_EXERCISE AIM:_ Print exactly the lines that run from the opening line of the material through the line with "For every instance of the window sill, give", and nothing else, leaving out pictures.
■ ■ ■
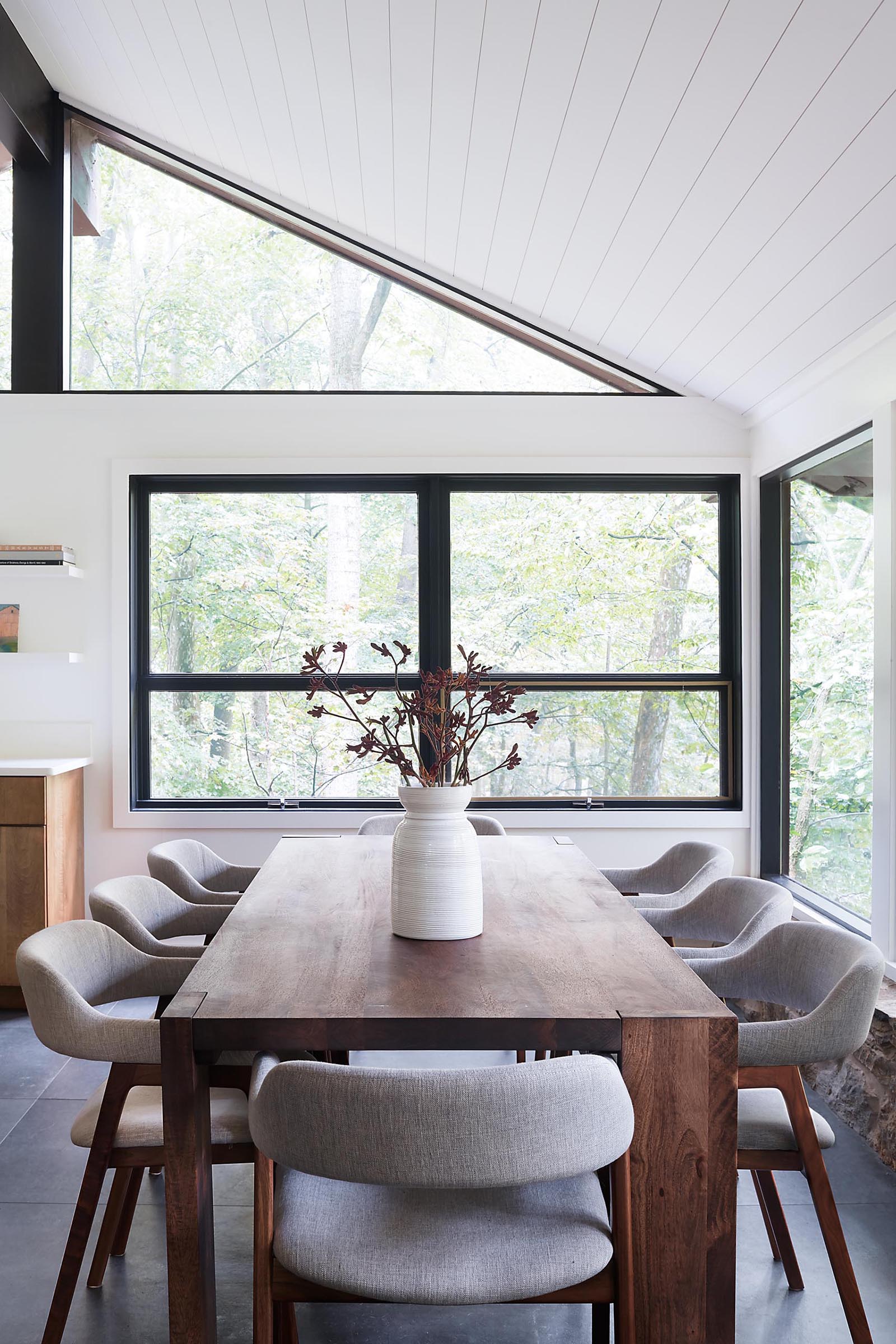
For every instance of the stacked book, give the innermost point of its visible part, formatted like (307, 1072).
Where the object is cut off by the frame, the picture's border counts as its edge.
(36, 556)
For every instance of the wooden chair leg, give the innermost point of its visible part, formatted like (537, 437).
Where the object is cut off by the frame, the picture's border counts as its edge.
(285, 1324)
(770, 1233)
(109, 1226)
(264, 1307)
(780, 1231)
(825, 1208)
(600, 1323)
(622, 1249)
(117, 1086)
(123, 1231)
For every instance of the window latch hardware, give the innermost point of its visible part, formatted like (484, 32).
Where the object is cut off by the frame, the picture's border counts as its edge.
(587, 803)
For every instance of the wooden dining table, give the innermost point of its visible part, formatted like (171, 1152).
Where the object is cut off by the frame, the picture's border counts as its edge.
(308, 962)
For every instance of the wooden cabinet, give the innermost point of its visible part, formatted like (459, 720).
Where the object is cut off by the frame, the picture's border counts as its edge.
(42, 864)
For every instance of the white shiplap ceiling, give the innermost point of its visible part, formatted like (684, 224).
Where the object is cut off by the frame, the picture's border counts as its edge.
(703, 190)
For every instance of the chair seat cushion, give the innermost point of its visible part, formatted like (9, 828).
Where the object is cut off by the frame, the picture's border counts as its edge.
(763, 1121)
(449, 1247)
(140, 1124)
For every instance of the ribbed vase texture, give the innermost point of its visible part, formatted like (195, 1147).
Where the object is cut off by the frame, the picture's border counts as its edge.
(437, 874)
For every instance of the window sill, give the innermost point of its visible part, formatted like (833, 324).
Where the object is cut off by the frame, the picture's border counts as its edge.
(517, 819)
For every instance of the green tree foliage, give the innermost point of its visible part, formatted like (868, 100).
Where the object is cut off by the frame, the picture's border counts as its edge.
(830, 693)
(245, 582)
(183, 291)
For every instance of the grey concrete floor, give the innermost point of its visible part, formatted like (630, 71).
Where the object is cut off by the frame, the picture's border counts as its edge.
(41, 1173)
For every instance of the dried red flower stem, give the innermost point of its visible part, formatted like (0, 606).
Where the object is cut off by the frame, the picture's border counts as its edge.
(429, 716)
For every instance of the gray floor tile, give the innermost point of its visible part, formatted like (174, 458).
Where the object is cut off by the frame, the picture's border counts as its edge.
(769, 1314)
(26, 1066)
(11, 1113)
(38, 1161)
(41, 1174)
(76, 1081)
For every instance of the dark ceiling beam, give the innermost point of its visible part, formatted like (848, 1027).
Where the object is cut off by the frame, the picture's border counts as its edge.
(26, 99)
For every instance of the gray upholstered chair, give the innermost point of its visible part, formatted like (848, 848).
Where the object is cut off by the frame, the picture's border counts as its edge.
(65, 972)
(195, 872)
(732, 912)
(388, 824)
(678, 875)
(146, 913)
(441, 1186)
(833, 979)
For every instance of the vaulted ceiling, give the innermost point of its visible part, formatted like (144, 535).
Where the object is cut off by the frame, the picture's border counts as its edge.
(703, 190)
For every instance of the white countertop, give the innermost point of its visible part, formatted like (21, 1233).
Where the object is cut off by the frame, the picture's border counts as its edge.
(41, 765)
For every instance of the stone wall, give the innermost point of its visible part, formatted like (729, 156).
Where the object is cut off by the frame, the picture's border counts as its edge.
■ ■ ■
_RESULT OF THE TASK:_
For every instance of the stacked book, give the innermost point of its visible part, formatted like (307, 1072).
Where the object is cut off by the frame, the picture's border counts as its edge.
(36, 556)
For every instance of the wooden chair leg, give the innermost point of its visible part, formatted like (537, 437).
Where the object is cut off by the frame, the picture's border counts as its edge.
(285, 1324)
(770, 1233)
(109, 1226)
(264, 1307)
(780, 1231)
(825, 1208)
(600, 1323)
(622, 1249)
(117, 1086)
(123, 1231)
For every instance of the window latch hardware, give the innermost point of its visible part, formatted like (484, 32).
Where the object is cut off by the frame, the picture's border counts as its edge.
(587, 803)
For every instance of the wooden dining table, give the innermost point of its visible part, formatted like (171, 1152).
Where the object is cut off by the frame, the picture's border counts as its edge.
(308, 962)
For every instance of the wooden cabinet, give the innermost point of its visible part, formatted like (459, 720).
Where the object is cut off by the frame, the picture's border counts as its edge.
(42, 864)
For every instance of the white shiplap ceiling, give the innermost point of its visible part, formatted like (684, 224).
Where the object is cut off by the frame, the picture's border counts as its edge.
(703, 190)
For every instance of the chair seat cushion, give the innermost point of its visible part, formatted like (9, 828).
Where the object is cut off by the frame, the picture's border counts as its edge.
(763, 1121)
(449, 1247)
(140, 1124)
For every instance of the ribbed vase texture, give the innermost point of its visible part, formatted like (195, 1147).
Where the object is cut off by the frame, the picture's border counts as its edge.
(437, 874)
For every instance of the window sill, give the innermost point of its visible part, formatted like (833, 324).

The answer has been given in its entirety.